## Exercise instructions
In the project description, what coverage does a log-normal GLM fitted to Pareto-distributed personal injury claims achieve when the nominal level is 99.5%?

## Extracted text
Conformal prediction intervals for insurance claims regression — Hong order-statistic shortcut, Tweedie nonconformity scores, and Solvency II SCR reporting
Project description
insurance-conformal-claims
GLM prediction intervals are wrong. Not "a bit off" — structurally wrong. A log-normal GLM fitted to Pareto-distributed personal injury claims achieves 57.8% coverage when the nominal level is 99.5%. This is from Table 2 of Hong (2025), and it means that a Solvency II capital model built on GLM intervals is invalid.
Conformal prediction fixes this without requiring you to know the true distribution. This library implements the three most useful conformal methods for insurance claims regression, plus a direct interface to the Solvency II 99.5% capital requirement.

## Supplied records
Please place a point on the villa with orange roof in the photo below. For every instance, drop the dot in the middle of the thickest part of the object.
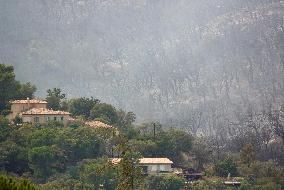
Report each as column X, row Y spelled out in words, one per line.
column 151, row 165
column 35, row 111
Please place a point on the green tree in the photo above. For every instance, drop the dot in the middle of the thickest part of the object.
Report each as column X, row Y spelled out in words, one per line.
column 247, row 154
column 26, row 90
column 9, row 87
column 105, row 111
column 226, row 167
column 54, row 98
column 10, row 183
column 128, row 171
column 12, row 89
column 172, row 143
column 5, row 129
column 82, row 106
column 201, row 152
column 95, row 173
column 44, row 161
column 125, row 119
column 160, row 182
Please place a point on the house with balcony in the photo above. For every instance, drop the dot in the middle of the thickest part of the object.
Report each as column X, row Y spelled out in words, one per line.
column 36, row 111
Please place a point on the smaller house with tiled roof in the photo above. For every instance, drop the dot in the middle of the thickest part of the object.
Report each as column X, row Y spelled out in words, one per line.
column 35, row 111
column 43, row 115
column 98, row 124
column 19, row 106
column 152, row 165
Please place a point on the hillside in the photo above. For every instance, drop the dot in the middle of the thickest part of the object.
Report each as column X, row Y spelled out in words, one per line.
column 163, row 60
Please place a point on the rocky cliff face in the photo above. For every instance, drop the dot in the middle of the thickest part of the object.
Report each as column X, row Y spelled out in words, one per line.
column 187, row 62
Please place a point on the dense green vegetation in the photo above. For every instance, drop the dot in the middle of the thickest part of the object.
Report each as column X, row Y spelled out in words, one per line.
column 76, row 157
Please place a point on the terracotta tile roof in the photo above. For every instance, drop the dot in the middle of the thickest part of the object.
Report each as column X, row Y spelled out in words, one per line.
column 44, row 111
column 146, row 161
column 155, row 161
column 32, row 101
column 98, row 124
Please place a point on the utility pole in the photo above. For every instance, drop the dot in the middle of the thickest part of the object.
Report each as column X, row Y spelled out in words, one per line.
column 155, row 137
column 154, row 132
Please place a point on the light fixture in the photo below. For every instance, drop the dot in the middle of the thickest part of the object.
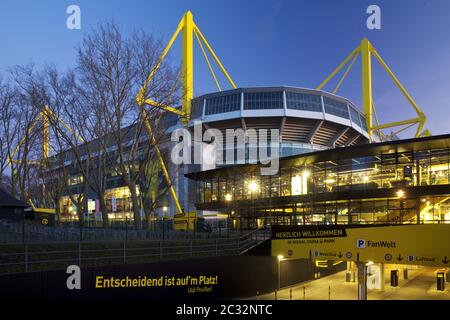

## Task solution
57.8%